» Brano di partenza:
Prima parlavi dell’acqua che è la protagonista del tuo ultimo disco solista ‘Concerto per chitarra solitaria’ che racconta in musica la storia di un naufragio, un elemento altamente simbolico
Quando mi metto alla chitarra vado sempre a parare narrativamente in queste questioni. Fondamentalmente tragedia, sconfitta e fallimento, come un naufragio appunto, sono gli argomenti che volente o nolente mi toccano nel profondo e non riesco a fare a meno di andare ad esplorarli.
Tempo fa rivedevo il film ‘Ghost Dog’ che ogni tanto regala delle ‘pillole’ dal Bushido, la filosofia del samurai. Una delle più importanti è quella che dice che il samurai deve pensare alla morte tutti i giorni, così da abituarsi e non averne più paura. Mi ha fatto pensare ai Ronin.

» Esercizio scritto:
Trascrivi fedelmente il tratto del brano che va da "Tempo fa rivedevo" fino a "pensare ai Ronin.". I record qui non hanno alcun ruolo.

» Materiale estratto:
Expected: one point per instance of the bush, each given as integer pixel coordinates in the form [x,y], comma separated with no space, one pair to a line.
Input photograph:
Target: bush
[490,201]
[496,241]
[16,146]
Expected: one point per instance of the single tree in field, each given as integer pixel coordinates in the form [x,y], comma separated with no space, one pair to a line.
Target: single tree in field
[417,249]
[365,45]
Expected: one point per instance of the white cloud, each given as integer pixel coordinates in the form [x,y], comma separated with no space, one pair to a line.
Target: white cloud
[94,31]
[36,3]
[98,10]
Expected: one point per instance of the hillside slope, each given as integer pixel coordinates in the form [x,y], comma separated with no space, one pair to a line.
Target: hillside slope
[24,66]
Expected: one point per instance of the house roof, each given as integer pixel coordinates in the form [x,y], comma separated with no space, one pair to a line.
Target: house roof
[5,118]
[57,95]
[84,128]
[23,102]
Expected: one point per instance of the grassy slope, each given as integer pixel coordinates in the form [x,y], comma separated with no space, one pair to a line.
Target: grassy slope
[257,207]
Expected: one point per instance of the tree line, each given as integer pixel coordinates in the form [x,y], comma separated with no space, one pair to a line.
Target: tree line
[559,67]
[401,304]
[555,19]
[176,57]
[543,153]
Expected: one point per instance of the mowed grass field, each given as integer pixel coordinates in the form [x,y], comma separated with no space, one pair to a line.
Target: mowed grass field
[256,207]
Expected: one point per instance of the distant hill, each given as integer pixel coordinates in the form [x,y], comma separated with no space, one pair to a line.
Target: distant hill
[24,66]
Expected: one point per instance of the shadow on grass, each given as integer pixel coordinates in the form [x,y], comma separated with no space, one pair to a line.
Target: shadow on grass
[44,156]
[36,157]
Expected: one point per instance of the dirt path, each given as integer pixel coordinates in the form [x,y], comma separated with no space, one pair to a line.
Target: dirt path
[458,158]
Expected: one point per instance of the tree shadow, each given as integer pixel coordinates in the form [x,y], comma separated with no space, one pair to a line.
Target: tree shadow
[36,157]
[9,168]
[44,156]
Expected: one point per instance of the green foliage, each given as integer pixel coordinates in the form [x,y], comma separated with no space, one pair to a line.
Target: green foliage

» Risultato finale:
Tempo fa rivedevo il film ‘Ghost Dog’ che ogni tanto regala delle ‘pillole’ dal Bushido, la filosofia del samurai. Una delle più importanti è quella che dice che il samurai deve pensare alla morte tutti i giorni, così da abituarsi e non averne più paura. Mi ha fatto pensare ai Ronin.